- Prompt -
Retype the opening lines of the data exactly, stopping after the line that contains "negative clicks: (1561, 1148) (1504, 1143)". Skip every picture.
(Exercise input)
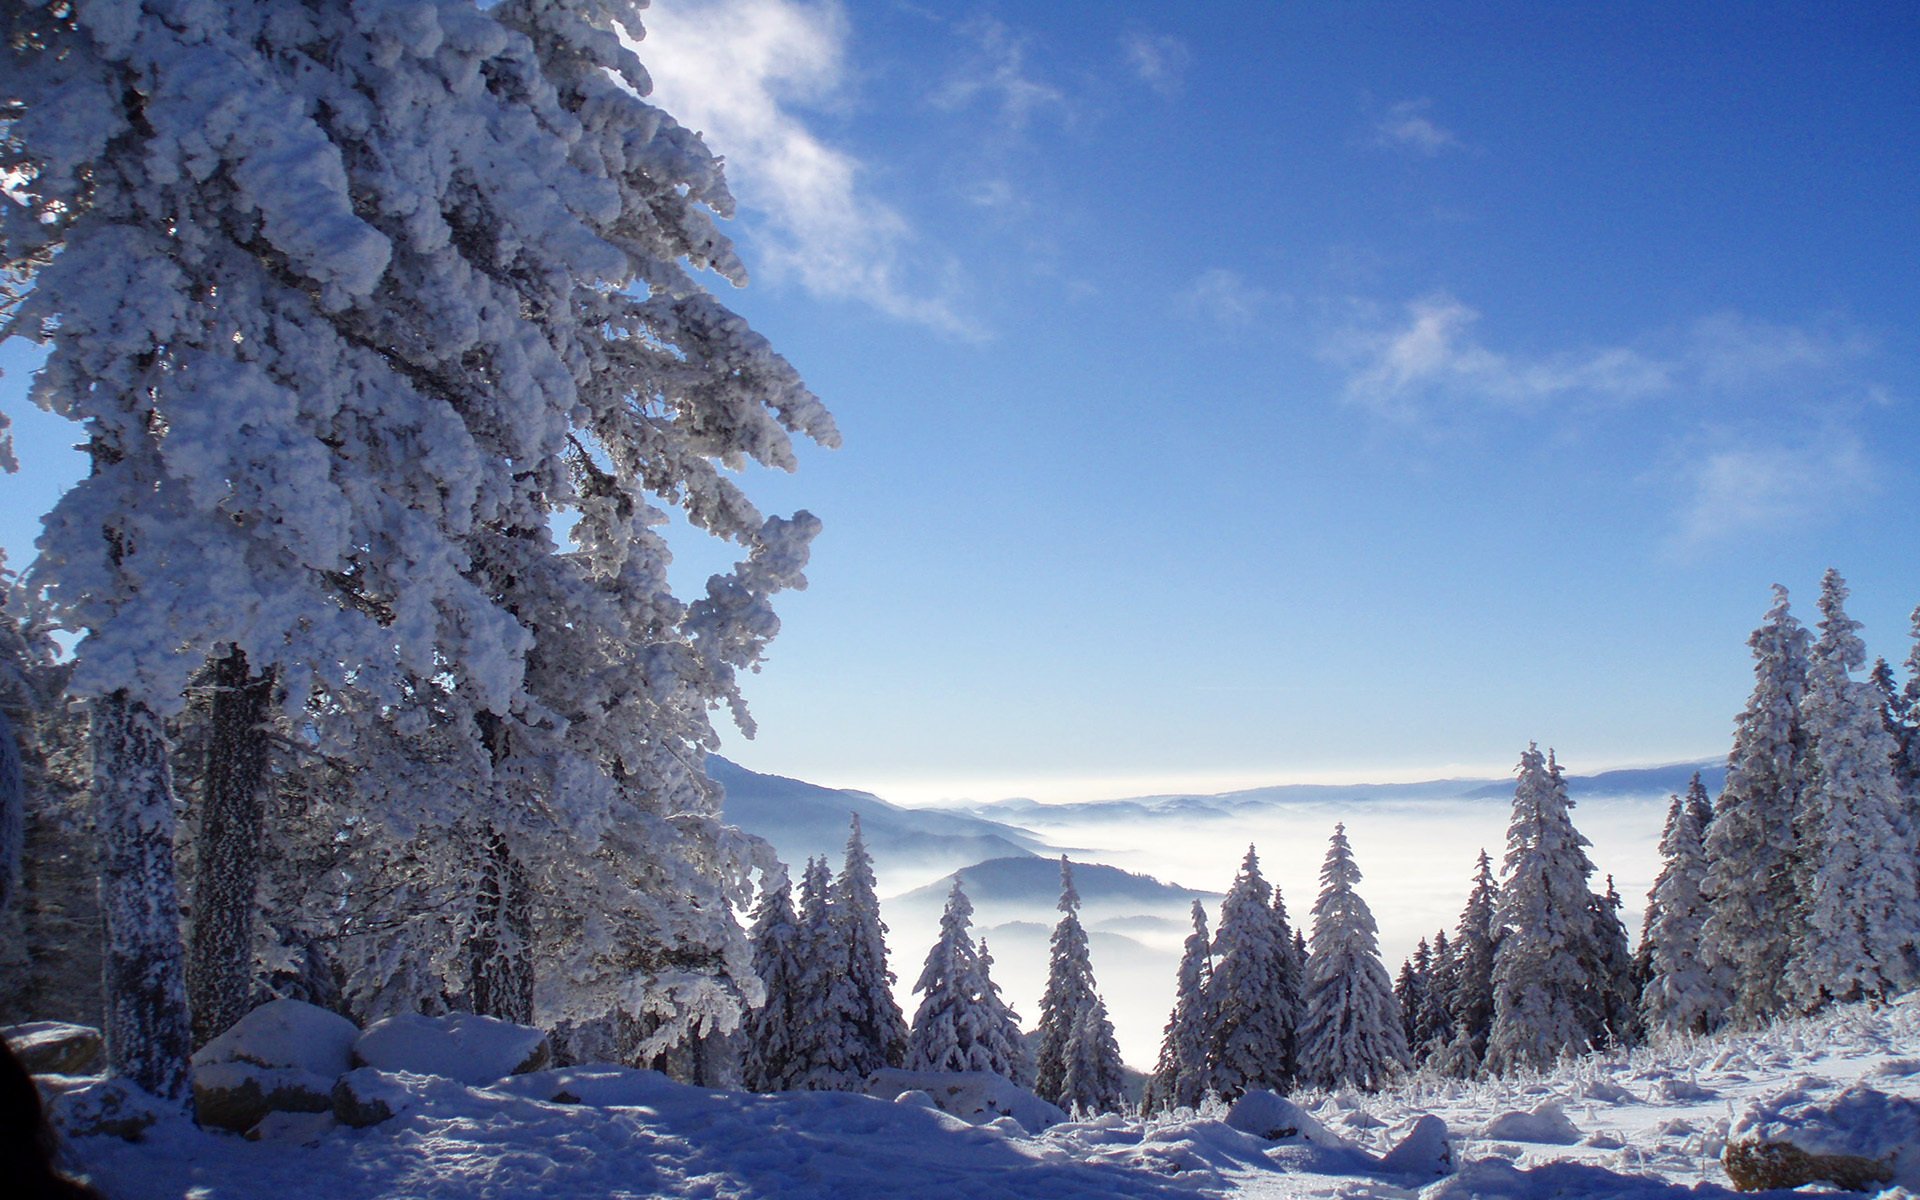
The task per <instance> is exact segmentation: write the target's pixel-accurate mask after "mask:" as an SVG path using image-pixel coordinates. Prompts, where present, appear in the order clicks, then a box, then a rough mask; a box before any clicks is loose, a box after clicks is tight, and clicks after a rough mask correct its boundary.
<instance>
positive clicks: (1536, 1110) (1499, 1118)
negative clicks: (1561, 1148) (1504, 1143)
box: [1480, 1100, 1580, 1146]
mask: <svg viewBox="0 0 1920 1200" xmlns="http://www.w3.org/2000/svg"><path fill="white" fill-rule="evenodd" d="M1480 1137H1488V1139H1498V1140H1507V1142H1540V1144H1544V1146H1572V1144H1576V1142H1578V1140H1580V1127H1578V1125H1574V1123H1572V1121H1571V1119H1567V1114H1565V1112H1563V1110H1561V1106H1559V1100H1544V1102H1542V1104H1540V1106H1538V1108H1534V1110H1532V1112H1503V1114H1500V1116H1498V1117H1494V1119H1492V1121H1488V1123H1486V1127H1484V1129H1480Z"/></svg>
(End Exercise input)
- Completed exercise -
The task per <instance> is exact segmentation: write the target's pixel-accurate mask after "mask:" as an SVG path using image-pixel coordinates. Prompts, where present, appear in the order clicks, then a box, then a rough mask; a box before any clicks is loose, a box after clicks is tight, and clicks after a rough mask correct its boundary.
<instance>
positive clicks: (1536, 1110) (1499, 1118)
negative clicks: (1561, 1148) (1504, 1143)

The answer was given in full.